▶ **Brief**
Print the entries exactly as they appear, and omit any images.

● ● ● ●

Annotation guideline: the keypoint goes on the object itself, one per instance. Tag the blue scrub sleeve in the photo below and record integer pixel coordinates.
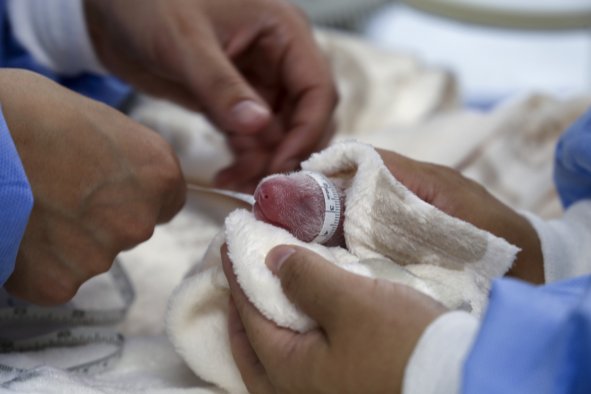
(572, 169)
(533, 340)
(109, 90)
(16, 202)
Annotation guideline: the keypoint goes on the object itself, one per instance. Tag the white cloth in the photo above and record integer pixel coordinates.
(435, 366)
(566, 243)
(55, 34)
(437, 361)
(386, 228)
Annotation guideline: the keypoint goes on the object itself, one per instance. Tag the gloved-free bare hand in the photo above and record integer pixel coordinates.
(367, 329)
(100, 182)
(252, 66)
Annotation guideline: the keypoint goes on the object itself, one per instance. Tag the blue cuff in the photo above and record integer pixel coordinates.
(572, 168)
(16, 201)
(109, 90)
(533, 340)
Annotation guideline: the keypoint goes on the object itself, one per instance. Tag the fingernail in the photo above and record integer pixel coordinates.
(278, 256)
(249, 113)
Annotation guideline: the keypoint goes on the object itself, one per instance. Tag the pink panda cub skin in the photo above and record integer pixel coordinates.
(296, 203)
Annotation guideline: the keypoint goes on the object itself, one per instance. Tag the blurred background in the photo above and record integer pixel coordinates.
(495, 48)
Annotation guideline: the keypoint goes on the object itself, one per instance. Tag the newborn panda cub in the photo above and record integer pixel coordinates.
(307, 204)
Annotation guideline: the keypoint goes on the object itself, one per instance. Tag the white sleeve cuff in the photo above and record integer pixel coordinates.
(54, 32)
(436, 364)
(566, 242)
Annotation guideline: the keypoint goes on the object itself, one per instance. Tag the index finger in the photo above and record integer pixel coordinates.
(279, 350)
(313, 98)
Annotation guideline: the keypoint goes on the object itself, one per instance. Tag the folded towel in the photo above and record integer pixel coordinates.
(390, 234)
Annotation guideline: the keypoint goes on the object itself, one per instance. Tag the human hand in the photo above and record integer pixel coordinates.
(367, 330)
(100, 182)
(465, 199)
(252, 66)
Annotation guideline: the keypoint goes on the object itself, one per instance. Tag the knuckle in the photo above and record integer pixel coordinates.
(292, 273)
(227, 86)
(57, 293)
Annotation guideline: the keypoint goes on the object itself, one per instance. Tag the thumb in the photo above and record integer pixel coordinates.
(229, 100)
(319, 288)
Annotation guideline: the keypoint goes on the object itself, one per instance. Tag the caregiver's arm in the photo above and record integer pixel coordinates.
(252, 66)
(100, 182)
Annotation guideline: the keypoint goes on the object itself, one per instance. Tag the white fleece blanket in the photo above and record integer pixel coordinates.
(390, 234)
(388, 99)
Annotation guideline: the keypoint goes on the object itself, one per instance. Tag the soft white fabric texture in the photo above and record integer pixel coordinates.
(386, 228)
(566, 242)
(55, 33)
(436, 364)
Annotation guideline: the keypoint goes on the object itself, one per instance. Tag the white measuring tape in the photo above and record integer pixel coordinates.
(332, 207)
(66, 327)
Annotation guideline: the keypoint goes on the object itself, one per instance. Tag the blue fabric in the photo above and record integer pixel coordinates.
(572, 169)
(12, 55)
(538, 339)
(16, 202)
(533, 340)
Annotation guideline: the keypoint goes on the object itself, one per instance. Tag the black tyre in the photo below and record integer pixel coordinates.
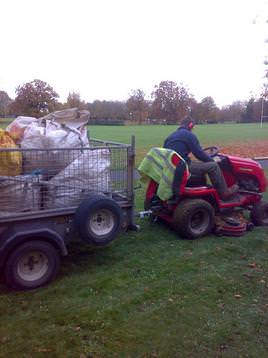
(32, 264)
(98, 220)
(193, 218)
(259, 213)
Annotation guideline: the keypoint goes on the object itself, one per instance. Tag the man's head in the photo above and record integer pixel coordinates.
(187, 123)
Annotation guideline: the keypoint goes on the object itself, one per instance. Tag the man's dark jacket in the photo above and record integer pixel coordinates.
(183, 141)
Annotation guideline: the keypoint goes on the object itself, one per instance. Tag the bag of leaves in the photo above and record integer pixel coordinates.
(10, 161)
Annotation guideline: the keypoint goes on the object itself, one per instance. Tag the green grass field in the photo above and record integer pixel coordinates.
(148, 136)
(149, 294)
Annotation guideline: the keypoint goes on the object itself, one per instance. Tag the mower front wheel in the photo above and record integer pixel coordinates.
(259, 213)
(193, 218)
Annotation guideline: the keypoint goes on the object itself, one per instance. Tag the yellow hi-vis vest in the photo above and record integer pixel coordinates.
(157, 165)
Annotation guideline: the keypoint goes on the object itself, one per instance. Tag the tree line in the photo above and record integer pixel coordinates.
(168, 104)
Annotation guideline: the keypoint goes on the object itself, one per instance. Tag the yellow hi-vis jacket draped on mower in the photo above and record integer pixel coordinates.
(158, 165)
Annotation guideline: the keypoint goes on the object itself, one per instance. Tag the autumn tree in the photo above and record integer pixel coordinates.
(232, 112)
(5, 102)
(107, 110)
(170, 101)
(206, 111)
(35, 99)
(137, 106)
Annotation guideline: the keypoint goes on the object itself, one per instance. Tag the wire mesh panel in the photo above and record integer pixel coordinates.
(45, 179)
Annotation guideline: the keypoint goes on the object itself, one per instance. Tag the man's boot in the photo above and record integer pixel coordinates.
(229, 192)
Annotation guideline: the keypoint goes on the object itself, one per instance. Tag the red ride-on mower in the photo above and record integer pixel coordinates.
(198, 210)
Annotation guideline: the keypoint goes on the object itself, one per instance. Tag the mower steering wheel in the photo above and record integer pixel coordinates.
(211, 151)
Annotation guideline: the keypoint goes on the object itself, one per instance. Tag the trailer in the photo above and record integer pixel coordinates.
(63, 194)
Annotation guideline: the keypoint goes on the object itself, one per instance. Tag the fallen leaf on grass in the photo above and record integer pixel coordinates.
(238, 296)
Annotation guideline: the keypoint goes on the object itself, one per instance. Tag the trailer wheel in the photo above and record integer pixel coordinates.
(193, 218)
(98, 220)
(259, 213)
(32, 264)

● ● ● ●

▶ **Output of the exercise**
Annotation guideline: the keypoint goes on the object itself, one per instance. Tag the blue scrub sleeve in the photo below and record integer pixel coordinates.
(572, 169)
(533, 340)
(109, 90)
(16, 202)
Annotation guideline: the keypoint goes on the object itself, one per instance. Tag the white cloth in the photo above and record integer pixel coordinates.
(435, 366)
(566, 243)
(55, 34)
(437, 361)
(386, 228)
Annotation guideline: the keypoint goes on the object itself, one per instance. Tag the gloved-free bare hand in the photo above and record integer pixel coordinates.
(367, 329)
(100, 182)
(252, 66)
Annotation guideline: the keypoint goes on the object itself, one per instance. Tag the blue cuff in the photo above and record integer pixel coordinates.
(572, 168)
(16, 201)
(109, 90)
(533, 340)
Annotation guideline: the keypoint goes on the object itself, one per instance. Tag the fingernail in the photo above and record integer pixel coordinates.
(278, 256)
(249, 113)
Annotation guideline: the keypoint goes on the object itself, one per instance. Tag the pink panda cub skin in the photo above and record integer pixel coordinates.
(296, 203)
Annotation guideline: the keypoint goes on the object itself, one per instance. Tag the blurred background in the photo above and record integer pixel coordinates.
(495, 48)
Annotation guideline: the keypoint goes on the object itself, one per instance. Tag the newborn panda cub in the photo above and record integer pixel coordinates.
(307, 204)
Annotation guideline: the keypoint goes on the object itself, one per instance. Tag the white sleeve cuff in the photo above and record integer pixel coordinates.
(54, 32)
(436, 364)
(566, 242)
Annotation guideline: the keypoint goes on the object itself, one per instance. Tag the index finger in the photo above and record integer pixel coordinates.
(279, 350)
(313, 98)
Annotation guideline: the keypoint goes on the object itself, one per instance. Tag the folded towel in the photo above and record integer pixel coordinates.
(390, 234)
Annotation guideline: the keypoint goes on the object itself, one per instance. Tag the human hand in the photo above and record integer pixel coordinates.
(367, 330)
(100, 182)
(465, 199)
(252, 66)
Annotation guideline: the keypoint goes on the object itself, one per instance. Tag the knuckle in the photo above and record integer pixel coordinates.
(292, 273)
(227, 86)
(57, 293)
Annotation guideline: the keypoint goes on the object itself, one per instance. Tag the thumb in the photo above and record integer pixel coordinates.
(229, 100)
(319, 288)
Annotation guideline: the keypoint goes on the object itself, one per instance. Tag the caregiver's arm in the photo above and record integer pixel coordinates.
(252, 66)
(100, 182)
Annotation guideline: the keypoint goes on the object itself, one per instance. Tag the white fleece blanket in the photo above and record integer pixel coordinates.
(390, 234)
(388, 99)
Annotation guideline: the keypoint goes on the object itself, one per instance. Tag the soft white fabric texture in the photo above and record integer pixel coordinates.
(386, 228)
(566, 242)
(55, 33)
(436, 364)
Annotation guideline: the keypoint goes on the object itself, one per instance. Tag the white measuring tape in the photo above and record integer pixel coordinates.
(332, 207)
(66, 327)
Annotation guideline: the keypoint goes on the object itself, one per instance. Tag the blue fabric in the photo above and record integer pixel coordinates.
(572, 169)
(12, 55)
(538, 339)
(16, 202)
(533, 340)
Annotation guideline: the keypoint goes on the object itself, one per instance. Tag the black tyre in the photo below and record integer pixel coordinates.
(32, 264)
(98, 220)
(193, 218)
(259, 213)
Annotation guideline: the keypoint goes on the object itself, one per instance. Tag the man's head in the photo above and record integer pixel coordinates.
(187, 123)
Annotation guideline: the keypoint goes on the object itself, one per instance. Tag the man's dark jacket in the photo above and record integer pixel coordinates.
(183, 141)
Annotation guideline: the keypoint goes on the object itself, one per instance. Tag the bag of leaves in the photo above and record integer pixel coordinates.
(10, 161)
Annotation guideline: the keypoint goes on the object itself, one per instance. Tag the green grass field in the photo above and record integer pixel coordinates.
(148, 136)
(149, 294)
Annotation guideline: the keypoint goes on the object itself, one per instance. Tag the mower front wheel in the photo above and record integer pixel coordinates.
(259, 213)
(193, 218)
Annotation guideline: the keypoint goes on the object itself, one per instance. Tag the yellow hi-vis vest in the photo above and record integer pixel coordinates.
(157, 165)
Annotation guideline: the keypoint goes on the object itself, one per instance. Tag the tree line in the photo above and record integer pixel coordinates.
(168, 104)
Annotation guideline: the keypoint goes on the object itself, one per instance. Tag the yellow hi-vis jacket draped on mower in the photo above and record integer pixel coordinates.
(158, 165)
Annotation guideline: the keypoint goes on the object itself, one per instance. Tag the autumn tree in the photo above and record integer pixel coordinates.
(232, 112)
(5, 102)
(107, 110)
(170, 101)
(206, 111)
(35, 99)
(137, 106)
Annotation guideline: the keypoint goes on the object itself, one per instance. Tag the wire mesh panel in the photo above and record integer pixel coordinates.
(45, 179)
Annotation guideline: the keypoint goes on the object itself, one per instance. Tag the man's boot in the photo above and record integer pixel coordinates.
(229, 192)
Annotation guideline: the keypoint goes on the object itself, one per instance. Tag the red ride-on mower in the photo above and record integer pixel coordinates.
(198, 210)
Annotation guideline: the keypoint goes on the object itself, one per instance. Tag the mower steering wheel in the photo above and record integer pixel coordinates.
(211, 151)
Annotation guideline: the keypoint goes on the object itself, one per instance. Tag the trailer in the photo above and record integer pixel coordinates.
(63, 194)
Annotation guideline: the keypoint goes on the object itself, one per instance. Tag the fallen leaf on grass in the photo above and record integer pixel coordinates.
(238, 296)
Annotation guideline: the keypoint goes on the object itself, one per instance. Tag the trailer wheel in the photo above and record integer pixel coordinates.
(193, 218)
(98, 220)
(259, 213)
(32, 264)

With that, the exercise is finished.